▶ Textauszug:
►
Die in Heidelberg erscheinende RHEIN-NECKAR-ZEITUNG sieht die SPD in der Klemme ...

'zwischen einer Kanzlerin, die ihr Terrain zielstrebig ausbaut und einer linken Konkurrenz mit destruktivem Potenzial. Doch Becks Flucht in die Pöbelei löst nicht eines seiner Probleme. Die populistischen Forderungen der Linkspartei kann er nicht toppen. Und wenn sich die SPD als Koalitionspartner vom Acker macht, verliert sie auch den Erfolgs-Anteil an der Arbeit dieser Regierung. '

Die HAMBURGER MORGENPOST schließlich interpretiert Becks Absicht:

'Beck scheint die Strategie zu verfolgen, die Union in die rechte Ecke zu drängen und ihr soziale Kompetenz abzusprechen. Die SPD wiederum soll als Partei der sozialen Verantwortung für alle Lebenslagen Abschied nehmen von dem Reformkurs, der unter Schröder begann und von der großen Koalition zunächst fortgesetzt wurde. Statt sich von den erreichten Erfolgen beim Wirtschaftswachstum und dem belebten Arbeitsmarkt beflügeln zu lassen, verlässt die SPD zunehmend der Mut. Mit Verzagtheit hat aber noch kein Vorsitzender für sich und seine Partei Profil gewonnen', konstatiert die HAMBURGER MORGENPOST.
◄
▶ Aufgaben:
1) Entscheide bei jeder der Aussagen (a), (b) und (c), ob sie mit dem Textauszug übereinstimmt. Antworte jeweils mit Ja oder Nein und zitiere die ausschlaggebenden Worte wörtlich.
(a) Die RHEIN-NECKAR-ZEITUNG erscheint in Heidelberg.
(b) Nach Ansicht der RHEIN-NECKAR-ZEITUNG kann Beck die Forderungen der Linkspartei übertreffen.
(c) Laut HAMBURGER MORGENPOST begann der Reformkurs unter Schröder.
2) Nenne alle politischen Parteien, die im Textauszug namentlich erwähnt werden.
3) Gib einen Abschnitt des Textauszugs wörtlich wieder: Setze bei den Worten „Die HAMBURGER MORGENPOST schließlich“ ein und höre nach „die HAMBURGER MORGENPOST.“ auf.

[Einträge zur Standortbestimmung]
►
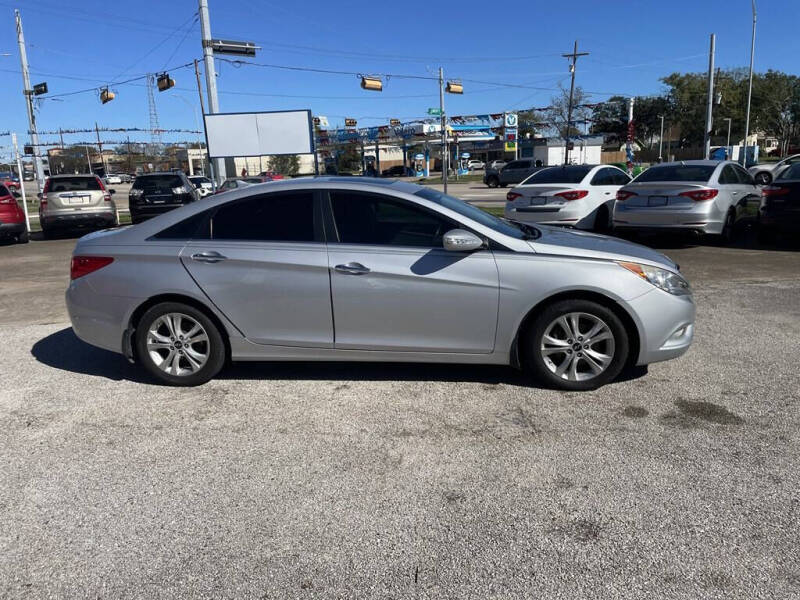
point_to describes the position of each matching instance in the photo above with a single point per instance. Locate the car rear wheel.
(763, 178)
(575, 345)
(179, 345)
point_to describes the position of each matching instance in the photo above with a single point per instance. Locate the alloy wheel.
(177, 344)
(577, 346)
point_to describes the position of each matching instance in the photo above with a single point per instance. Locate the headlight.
(661, 278)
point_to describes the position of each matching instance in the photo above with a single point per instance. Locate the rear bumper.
(139, 212)
(11, 229)
(701, 219)
(104, 218)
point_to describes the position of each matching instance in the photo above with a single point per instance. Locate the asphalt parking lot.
(358, 480)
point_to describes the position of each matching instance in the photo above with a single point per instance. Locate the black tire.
(215, 348)
(534, 362)
(602, 220)
(763, 178)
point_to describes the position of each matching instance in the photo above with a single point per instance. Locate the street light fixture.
(371, 83)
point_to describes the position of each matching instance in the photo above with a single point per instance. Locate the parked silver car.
(336, 268)
(76, 201)
(702, 196)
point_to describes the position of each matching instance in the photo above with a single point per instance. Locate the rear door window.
(161, 184)
(282, 217)
(379, 220)
(74, 184)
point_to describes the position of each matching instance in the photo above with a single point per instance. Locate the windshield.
(504, 226)
(677, 173)
(559, 175)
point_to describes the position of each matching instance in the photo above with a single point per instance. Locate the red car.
(12, 218)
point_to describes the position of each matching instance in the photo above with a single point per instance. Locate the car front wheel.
(179, 345)
(575, 345)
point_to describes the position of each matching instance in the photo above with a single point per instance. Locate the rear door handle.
(352, 269)
(209, 257)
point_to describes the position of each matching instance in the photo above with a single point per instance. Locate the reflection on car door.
(264, 265)
(394, 287)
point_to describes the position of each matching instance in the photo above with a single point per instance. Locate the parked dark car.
(156, 193)
(514, 172)
(12, 218)
(396, 171)
(779, 213)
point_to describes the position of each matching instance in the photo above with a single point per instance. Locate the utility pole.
(28, 93)
(630, 138)
(218, 166)
(22, 182)
(710, 104)
(445, 152)
(573, 59)
(100, 147)
(749, 86)
(728, 145)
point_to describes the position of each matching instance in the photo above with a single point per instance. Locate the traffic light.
(164, 82)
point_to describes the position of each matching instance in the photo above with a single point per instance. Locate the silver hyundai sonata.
(344, 269)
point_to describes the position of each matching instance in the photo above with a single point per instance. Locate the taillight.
(773, 190)
(83, 265)
(700, 195)
(573, 194)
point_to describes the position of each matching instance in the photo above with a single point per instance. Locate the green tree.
(559, 109)
(286, 164)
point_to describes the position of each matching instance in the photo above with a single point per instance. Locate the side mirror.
(461, 240)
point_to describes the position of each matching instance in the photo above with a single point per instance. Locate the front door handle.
(352, 269)
(208, 257)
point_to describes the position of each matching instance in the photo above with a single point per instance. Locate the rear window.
(74, 184)
(559, 175)
(792, 172)
(677, 173)
(157, 182)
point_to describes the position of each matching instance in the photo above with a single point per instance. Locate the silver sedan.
(338, 269)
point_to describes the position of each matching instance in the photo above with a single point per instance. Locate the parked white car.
(765, 173)
(580, 196)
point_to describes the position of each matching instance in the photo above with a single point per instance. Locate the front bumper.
(700, 219)
(666, 325)
(11, 229)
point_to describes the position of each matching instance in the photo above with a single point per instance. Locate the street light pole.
(728, 145)
(445, 152)
(28, 92)
(749, 86)
(710, 104)
(211, 79)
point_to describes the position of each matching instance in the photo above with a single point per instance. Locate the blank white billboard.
(259, 134)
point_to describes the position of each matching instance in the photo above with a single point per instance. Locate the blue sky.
(632, 45)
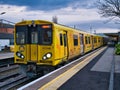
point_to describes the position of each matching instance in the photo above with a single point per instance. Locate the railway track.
(10, 76)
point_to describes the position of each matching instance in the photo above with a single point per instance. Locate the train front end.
(33, 45)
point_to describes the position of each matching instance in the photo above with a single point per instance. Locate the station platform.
(6, 55)
(91, 73)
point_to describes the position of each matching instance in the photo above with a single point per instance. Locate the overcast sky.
(81, 13)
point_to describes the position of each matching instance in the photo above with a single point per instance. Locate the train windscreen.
(39, 34)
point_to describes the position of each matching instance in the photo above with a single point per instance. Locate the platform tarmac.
(94, 75)
(6, 55)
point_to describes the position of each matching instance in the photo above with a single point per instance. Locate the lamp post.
(2, 13)
(1, 19)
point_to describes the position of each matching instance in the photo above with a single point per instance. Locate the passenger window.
(20, 38)
(61, 42)
(89, 40)
(75, 37)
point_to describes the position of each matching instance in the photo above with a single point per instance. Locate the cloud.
(47, 5)
(106, 30)
(81, 17)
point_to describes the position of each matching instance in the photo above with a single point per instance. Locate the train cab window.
(89, 40)
(75, 39)
(45, 36)
(46, 39)
(20, 38)
(86, 40)
(34, 38)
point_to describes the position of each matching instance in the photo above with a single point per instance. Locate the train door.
(33, 44)
(81, 43)
(65, 44)
(92, 40)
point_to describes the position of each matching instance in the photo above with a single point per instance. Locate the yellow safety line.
(73, 70)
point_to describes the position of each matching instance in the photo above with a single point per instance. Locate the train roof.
(49, 22)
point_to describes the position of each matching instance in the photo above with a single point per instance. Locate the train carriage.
(40, 44)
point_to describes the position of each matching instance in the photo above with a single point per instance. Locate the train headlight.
(20, 55)
(44, 57)
(48, 55)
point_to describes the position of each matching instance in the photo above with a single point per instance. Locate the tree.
(109, 8)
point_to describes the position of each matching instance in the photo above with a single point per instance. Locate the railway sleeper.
(11, 81)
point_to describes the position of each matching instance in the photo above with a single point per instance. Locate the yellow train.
(41, 45)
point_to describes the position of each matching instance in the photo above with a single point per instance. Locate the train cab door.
(81, 43)
(65, 44)
(33, 44)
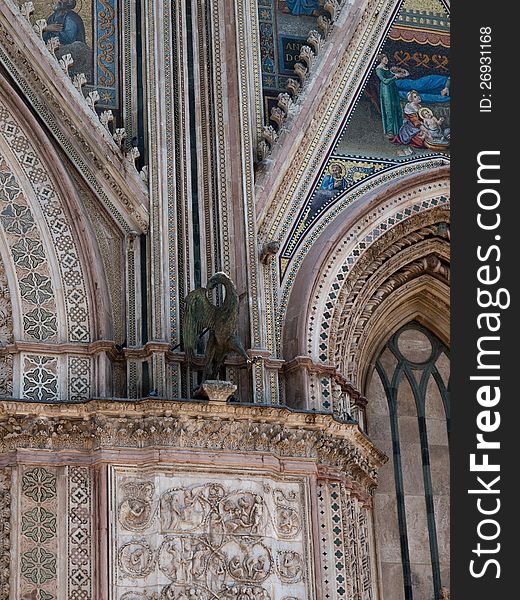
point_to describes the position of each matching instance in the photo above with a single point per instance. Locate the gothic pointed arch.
(52, 262)
(387, 262)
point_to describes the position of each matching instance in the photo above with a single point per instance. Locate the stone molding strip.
(105, 424)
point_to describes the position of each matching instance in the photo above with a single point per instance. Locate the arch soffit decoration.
(347, 240)
(384, 265)
(63, 233)
(74, 126)
(285, 186)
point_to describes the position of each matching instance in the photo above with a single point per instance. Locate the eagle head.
(216, 279)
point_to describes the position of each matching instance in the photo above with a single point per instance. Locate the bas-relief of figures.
(215, 542)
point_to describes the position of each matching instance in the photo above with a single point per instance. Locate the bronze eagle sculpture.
(200, 315)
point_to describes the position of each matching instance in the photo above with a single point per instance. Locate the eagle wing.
(199, 314)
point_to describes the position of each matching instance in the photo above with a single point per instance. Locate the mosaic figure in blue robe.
(303, 7)
(67, 25)
(340, 178)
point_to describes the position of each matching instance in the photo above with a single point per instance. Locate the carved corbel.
(315, 40)
(52, 45)
(39, 27)
(133, 154)
(80, 79)
(263, 150)
(92, 99)
(277, 115)
(269, 250)
(325, 24)
(332, 7)
(284, 102)
(269, 134)
(144, 173)
(27, 9)
(65, 62)
(119, 135)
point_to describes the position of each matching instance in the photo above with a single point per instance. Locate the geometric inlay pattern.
(38, 535)
(18, 220)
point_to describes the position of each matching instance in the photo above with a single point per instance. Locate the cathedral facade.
(299, 149)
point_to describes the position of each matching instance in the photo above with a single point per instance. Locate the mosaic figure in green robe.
(391, 113)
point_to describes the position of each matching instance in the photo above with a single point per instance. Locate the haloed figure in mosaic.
(67, 25)
(303, 7)
(391, 113)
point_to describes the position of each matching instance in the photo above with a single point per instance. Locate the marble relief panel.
(179, 535)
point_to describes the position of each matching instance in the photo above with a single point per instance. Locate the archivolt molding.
(343, 313)
(54, 271)
(336, 251)
(73, 124)
(424, 299)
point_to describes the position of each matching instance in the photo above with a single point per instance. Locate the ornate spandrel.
(87, 32)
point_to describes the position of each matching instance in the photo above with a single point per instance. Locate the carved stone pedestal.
(216, 391)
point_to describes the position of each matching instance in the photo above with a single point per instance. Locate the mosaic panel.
(79, 534)
(400, 117)
(88, 31)
(38, 533)
(6, 335)
(40, 378)
(199, 536)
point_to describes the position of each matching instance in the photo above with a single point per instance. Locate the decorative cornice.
(211, 426)
(76, 128)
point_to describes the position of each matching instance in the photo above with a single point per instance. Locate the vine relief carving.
(218, 537)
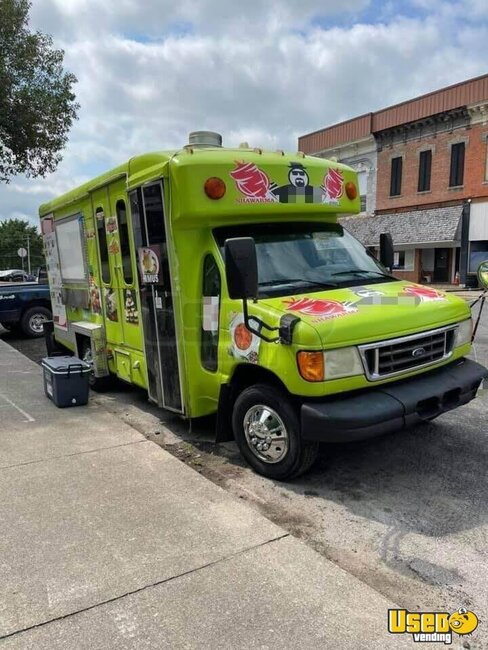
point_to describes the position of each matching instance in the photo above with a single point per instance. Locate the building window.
(396, 176)
(425, 166)
(362, 181)
(456, 176)
(404, 260)
(210, 316)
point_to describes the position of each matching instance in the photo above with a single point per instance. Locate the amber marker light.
(351, 191)
(311, 365)
(214, 188)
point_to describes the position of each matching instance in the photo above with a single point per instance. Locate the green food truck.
(220, 281)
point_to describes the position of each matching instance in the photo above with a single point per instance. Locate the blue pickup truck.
(25, 306)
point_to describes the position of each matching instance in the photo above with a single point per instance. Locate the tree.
(15, 234)
(37, 105)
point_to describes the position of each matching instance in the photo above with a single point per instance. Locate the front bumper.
◄
▶ Lösungen:
1)
(a) Ja: „Die in Heidelberg erscheinende RHEIN-NECKAR-ZEITUNG“
(b) Nein: „Die populistischen Forderungen der Linkspartei kann er nicht toppen.“
(c) Ja: „dem Reformkurs, der unter Schröder begann“

2) SPD, Linkspartei, Union

3)
Die HAMBURGER MORGENPOST schließlich interpretiert Becks Absicht:

'Beck scheint die Strategie zu verfolgen, die Union in die rechte Ecke zu drängen und ihr soziale Kompetenz abzusprechen. Die SPD wiederum soll als Partei der sozialen Verantwortung für alle Lebenslagen Abschied nehmen von dem Reformkurs, der unter Schröder begann und von der großen Koalition zunächst fortgesetzt wurde. Statt sich von den erreichten Erfolgen beim Wirtschaftswachstum und dem belebten Arbeitsmarkt beflügeln zu lassen, verlässt die SPD zunehmend der Mut. Mit Verzagtheit hat aber noch kein Vorsitzender für sich und seine Partei Profil gewonnen', konstatiert die HAMBURGER MORGENPOST.